=== Stated task ===
Reproduce each of the following lines word for word, in order, changing nothing.

=== Data extract ===
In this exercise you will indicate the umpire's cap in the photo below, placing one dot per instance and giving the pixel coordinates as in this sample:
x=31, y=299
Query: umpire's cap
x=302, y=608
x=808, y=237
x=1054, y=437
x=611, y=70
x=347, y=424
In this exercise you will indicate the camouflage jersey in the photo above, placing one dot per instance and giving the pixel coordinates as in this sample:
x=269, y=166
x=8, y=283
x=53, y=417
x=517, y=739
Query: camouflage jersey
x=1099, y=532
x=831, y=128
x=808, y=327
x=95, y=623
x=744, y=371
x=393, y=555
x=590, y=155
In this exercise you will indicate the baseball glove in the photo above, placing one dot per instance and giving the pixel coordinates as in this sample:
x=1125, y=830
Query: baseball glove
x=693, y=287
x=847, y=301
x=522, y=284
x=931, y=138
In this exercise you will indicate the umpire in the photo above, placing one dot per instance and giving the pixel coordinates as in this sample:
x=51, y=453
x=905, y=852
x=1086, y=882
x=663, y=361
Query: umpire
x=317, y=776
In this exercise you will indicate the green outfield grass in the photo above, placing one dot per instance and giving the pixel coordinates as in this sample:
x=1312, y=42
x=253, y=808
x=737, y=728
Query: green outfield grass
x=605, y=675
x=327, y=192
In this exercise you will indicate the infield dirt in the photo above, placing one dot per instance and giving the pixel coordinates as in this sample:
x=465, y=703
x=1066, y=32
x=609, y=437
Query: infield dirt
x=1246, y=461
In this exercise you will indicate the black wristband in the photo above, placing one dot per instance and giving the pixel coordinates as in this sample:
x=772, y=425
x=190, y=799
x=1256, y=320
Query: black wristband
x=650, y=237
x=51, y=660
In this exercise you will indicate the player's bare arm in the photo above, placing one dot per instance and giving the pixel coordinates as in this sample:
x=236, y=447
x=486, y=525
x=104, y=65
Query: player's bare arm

=== Solved exercise ===
In this exercise you will indicate the umpire's cap in the photo below, placing one dot per instance and giving the pixel coordinates as in this sample:
x=31, y=299
Query: umpire's cap
x=302, y=608
x=808, y=237
x=1054, y=437
x=611, y=70
x=347, y=424
In this exercise you will indicate the camouflage jersey in the photo above, placing one dot per instance and giving the pixel coordinates as in this sample:
x=269, y=166
x=8, y=283
x=53, y=417
x=517, y=739
Query: camouflage jersey
x=1099, y=532
x=831, y=128
x=808, y=327
x=95, y=623
x=744, y=371
x=393, y=555
x=590, y=155
In this exercise you will indicate the baseball glove in the photo above, placing one dot per instance and giving the pixel coordinates as in this sample:
x=1125, y=830
Query: baseball glove
x=693, y=287
x=847, y=301
x=522, y=284
x=931, y=138
In this exercise you will indicate the umpire in the photo above, placing one dot per instance and giving the pixel coordinates as in this sample:
x=51, y=453
x=905, y=852
x=1086, y=882
x=663, y=361
Query: umpire
x=317, y=776
In this exercise you will indicate the green outfield grass in the photo above, placing one dot per instance and giving the pixel coordinates as in this sample:
x=1312, y=42
x=253, y=808
x=737, y=728
Query: green outfield grass
x=605, y=675
x=327, y=192
In this exercise you will indicate the infield dirt in the photo above, placing one dot per instance and giving the pixel coordinates as in this sample:
x=465, y=703
x=1066, y=32
x=609, y=437
Query: infield dirt
x=1246, y=461
In this exercise you will indicate the black wristband in the photo above, placing one dot per instance and giving the pixel coordinates as in this sample:
x=772, y=425
x=190, y=799
x=1256, y=320
Query: black wristband
x=650, y=237
x=51, y=660
In this exercise you will indicate the player's bare arm in the photo above, placing one dot per instance and giving the pixel coordinates as in this sample:
x=236, y=447
x=486, y=525
x=104, y=65
Query: player's bare arm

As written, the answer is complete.